SOURCE EXTRACT:
_ _ _
Re: [PATCH 0/12] PM / sleep: Driver flags for system suspend/resume

From: Rafael J. Wysocki
Date: Mon Oct 16 2017 - 17:51:00 EST


On Mon, Oct 16, 2017 at 9:08 AM, Greg Kroah-Hartman
<gregkh@xxxxxxxxxxxxxxxxxxx> wrote:
> On Mon, Oct 16, 2017 at 03:12:35AM +0200, Rafael J. Wysocki wrote:
>> Hi All,
>>
>> Well, this took more time than expected, as I tried to cover everything I had
>> in mind regarding PM flags for drivers.
>>
>> This work was triggered by attempts to fix and optimize PM in the
>> i2c-designware-platdev driver that ended up with adding a couple of
>> flags to the driver's internal data structures for the tracking of
>> device state (https://marc.info/?l=linux-acpi&m=150629646805636&w=2).
>> That approach is sort of suboptimal, though, because other drivers will
>> probably want to do similar things and if all of them need to use internal
>> flags for that, quite a bit of code duplication may ensue at least.
>>
>> That can be avoided in a couple of ways and one of them is to provide a means
>> for drivers to tell the core what to do and to make the core take care of it
>> if told to do so. Hence, the idea to use driver flags for system-wide PM
>> that was briefly discussed during the LPC in LA last month.
>>
>> One of the flags considered at that time was to possibly cause the core
>> to reuse the runtime PM callback path of a device for system suspend/resume.
>> Admittedly, that idea didn't look too bad to me until I had started to try to
>> implement it and I got to the PCI bus type's hibernation callbacks. Then, I
>> moved the patch I was working on to /dev/null right away. I mean it.
>>
>> No, this is not going to happen. No way.
>>
>> Moreover, that experience made me realize that the whole *idea* of using the
>> runtime PM callback path for system-wide PM was actually totally bogus (sorry
>> Ulf).
>>
>> The whole point of having different callbacks pointers for different types of
>> device transitions is because it may be necessary to do different things in
>> those callbacks in general. Now, if you consider runtime PM and system
>> suspend/resume *only* and from a driver perspective, then yes, in some cases
>> the same pair of callback routines may be used for all suspend-like and
>> resume-like transitions of the device, but if you add hibernation to the mix,
>> then it is not so clear any more unless the callbacks don't actually do any
>> power management at all, but simply quiesce the device's activity and then
>> activate it again. Namely, changing power states of devices during the
>> hibernation's "freeze" and "thaw" transitions rarely makes sense at all and
>> the "restore" transition needs to be able to cope with uninitialized devices
>> (in fact, it should be prepared to cope with devices in *any* state), so
>> runtime PM is hardly suitable for them. Still, if a *driver* choses to not
>> do any real PM in its PM callbacks and leaves that to a middle layer (quite
>> a few drivers do that), then it possibly can use one pair of callbacks in all
>> cases and be happy, but middle layers pretty much have to use different
>> callback routines for different transitions.
_ _ _
LISTING:
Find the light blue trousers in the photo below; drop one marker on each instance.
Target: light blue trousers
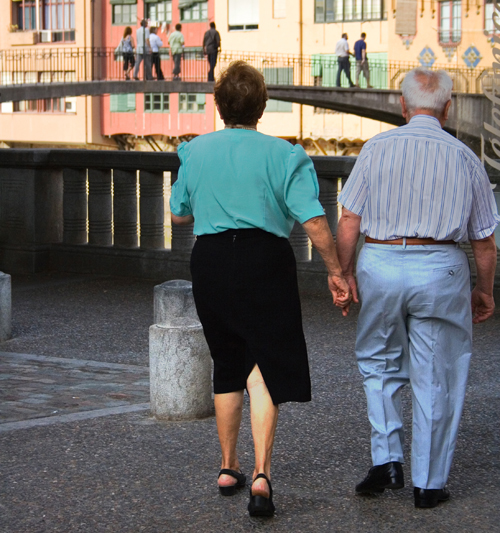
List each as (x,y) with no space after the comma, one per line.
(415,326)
_ _ _
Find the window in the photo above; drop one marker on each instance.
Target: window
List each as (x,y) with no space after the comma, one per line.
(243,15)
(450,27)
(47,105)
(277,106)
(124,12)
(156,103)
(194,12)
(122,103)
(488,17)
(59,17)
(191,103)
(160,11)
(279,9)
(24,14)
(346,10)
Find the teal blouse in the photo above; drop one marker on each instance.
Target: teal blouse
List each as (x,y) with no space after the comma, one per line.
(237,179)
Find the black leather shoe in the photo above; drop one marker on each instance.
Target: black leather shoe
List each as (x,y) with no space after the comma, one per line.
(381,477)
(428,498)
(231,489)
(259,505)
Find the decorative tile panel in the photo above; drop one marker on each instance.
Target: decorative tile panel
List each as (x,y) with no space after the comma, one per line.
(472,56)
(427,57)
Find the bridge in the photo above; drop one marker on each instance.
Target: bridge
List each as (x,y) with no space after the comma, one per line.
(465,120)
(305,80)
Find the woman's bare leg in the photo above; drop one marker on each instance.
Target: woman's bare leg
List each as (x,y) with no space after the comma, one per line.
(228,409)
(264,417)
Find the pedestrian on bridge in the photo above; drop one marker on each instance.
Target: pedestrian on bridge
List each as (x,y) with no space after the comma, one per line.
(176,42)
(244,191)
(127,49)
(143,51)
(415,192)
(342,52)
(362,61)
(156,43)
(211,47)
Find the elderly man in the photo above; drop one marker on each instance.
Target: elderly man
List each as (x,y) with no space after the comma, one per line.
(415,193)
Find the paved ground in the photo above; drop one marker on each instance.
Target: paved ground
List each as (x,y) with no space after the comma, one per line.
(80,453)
_ _ _
WHAT THIS EXERCISE ASKS:
1 – Name the hibernation transitions that the patch discussion above mentions in quotation marks.
2 – Print the part of the patch discussion starting with "On Mon, Oct 16, 2017 at 9:08" and going on through "flags for drivers.".

SOLUTIONS PER TASK:
1 – "freeze", "thaw", "restore"

2 –
On Mon, Oct 16, 2017 at 9:08 AM, Greg Kroah-Hartman
<gregkh@xxxxxxxxxxxxxxxxxxx> wrote:
> On Mon, Oct 16, 2017 at 03:12:35AM +0200, Rafael J. Wysocki wrote:
>> Hi All,
>>
>> Well, this took more time than expected, as I tried to cover everything I had
>> in mind regarding PM flags for drivers.